*** RECORDS SHOWN ***

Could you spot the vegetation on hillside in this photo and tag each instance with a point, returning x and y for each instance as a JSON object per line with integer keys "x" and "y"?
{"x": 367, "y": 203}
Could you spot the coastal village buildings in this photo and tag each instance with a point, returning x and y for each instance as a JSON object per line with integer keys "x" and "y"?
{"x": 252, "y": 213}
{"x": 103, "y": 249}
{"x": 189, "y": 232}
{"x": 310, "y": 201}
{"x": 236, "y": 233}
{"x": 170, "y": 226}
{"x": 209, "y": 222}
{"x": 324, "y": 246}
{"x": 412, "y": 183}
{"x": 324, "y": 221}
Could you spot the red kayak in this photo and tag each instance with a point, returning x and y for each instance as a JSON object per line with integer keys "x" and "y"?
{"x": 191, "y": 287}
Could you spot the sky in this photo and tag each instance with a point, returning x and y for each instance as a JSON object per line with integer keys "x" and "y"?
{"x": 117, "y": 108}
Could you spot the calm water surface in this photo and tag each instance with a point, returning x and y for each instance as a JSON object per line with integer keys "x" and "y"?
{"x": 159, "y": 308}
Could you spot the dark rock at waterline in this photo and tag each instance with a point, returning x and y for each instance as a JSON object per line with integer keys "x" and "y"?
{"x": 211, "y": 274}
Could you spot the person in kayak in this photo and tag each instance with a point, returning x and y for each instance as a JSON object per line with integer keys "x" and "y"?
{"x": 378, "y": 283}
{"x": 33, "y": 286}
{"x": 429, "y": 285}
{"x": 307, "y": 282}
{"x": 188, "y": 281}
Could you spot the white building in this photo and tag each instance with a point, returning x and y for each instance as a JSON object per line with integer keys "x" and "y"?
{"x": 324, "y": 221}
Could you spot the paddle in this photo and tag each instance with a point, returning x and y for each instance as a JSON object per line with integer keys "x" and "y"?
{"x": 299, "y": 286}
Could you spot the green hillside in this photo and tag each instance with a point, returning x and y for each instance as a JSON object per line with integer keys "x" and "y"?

***

▶ [TASK DETAILS]: So that nothing is lost, restate all the material word for word.

▶ [SOLUTION FOR THIS PROBLEM]:
Could you spot the vegetation on hillside in this photo and tag each instance with a point, returning x and y for each instance as a JSON object per line with integer keys "x" and "y"?
{"x": 367, "y": 203}
Could you spot the coastal village buildings in this photo and tag each instance with a point, returning x and y for each instance as a JSON object per line with integer keys "x" and "y"?
{"x": 252, "y": 213}
{"x": 103, "y": 249}
{"x": 189, "y": 232}
{"x": 310, "y": 201}
{"x": 236, "y": 233}
{"x": 170, "y": 226}
{"x": 209, "y": 222}
{"x": 324, "y": 246}
{"x": 412, "y": 183}
{"x": 324, "y": 221}
Could you spot the red kayak in this photo and tag each instance with a point, returning x and y for each instance as a JSON object per line with integer keys "x" and "y"?
{"x": 191, "y": 287}
Could you spot the sky in this photo and tag each instance with a point, returning x and y for each instance as a JSON object per line with integer keys "x" and "y"?
{"x": 117, "y": 108}
Could you spot the calm water surface in this photo and tag each instance with a point, returning x and y for each instance as a JSON object per line with integer keys "x" and "y"?
{"x": 159, "y": 308}
Could you spot the dark rock at waterline in this photo and tag each instance with a point, returning x and y for each instance as a JSON object per line with integer keys "x" and "y"?
{"x": 211, "y": 274}
Could you spot the person in kayak in this photo and tag each instance with a point, returning x and y for each instance as a JSON object per line with integer keys "x" and "y"?
{"x": 378, "y": 283}
{"x": 33, "y": 286}
{"x": 429, "y": 285}
{"x": 307, "y": 282}
{"x": 188, "y": 281}
Could you spot the white building in this photo and tag each instance with a point, returning x and y for each instance as a JSON object per line with integer keys "x" and "y"?
{"x": 324, "y": 221}
Could you spot the paddle in this photo and tag each instance with a point, returning x and y for each instance as a JSON object per line with integer keys "x" and "y"?
{"x": 299, "y": 286}
Could you spot the green hillside in this photo and tag each instance with a point, returning x and y for each instance as a JSON object per line with integer keys "x" and "y"?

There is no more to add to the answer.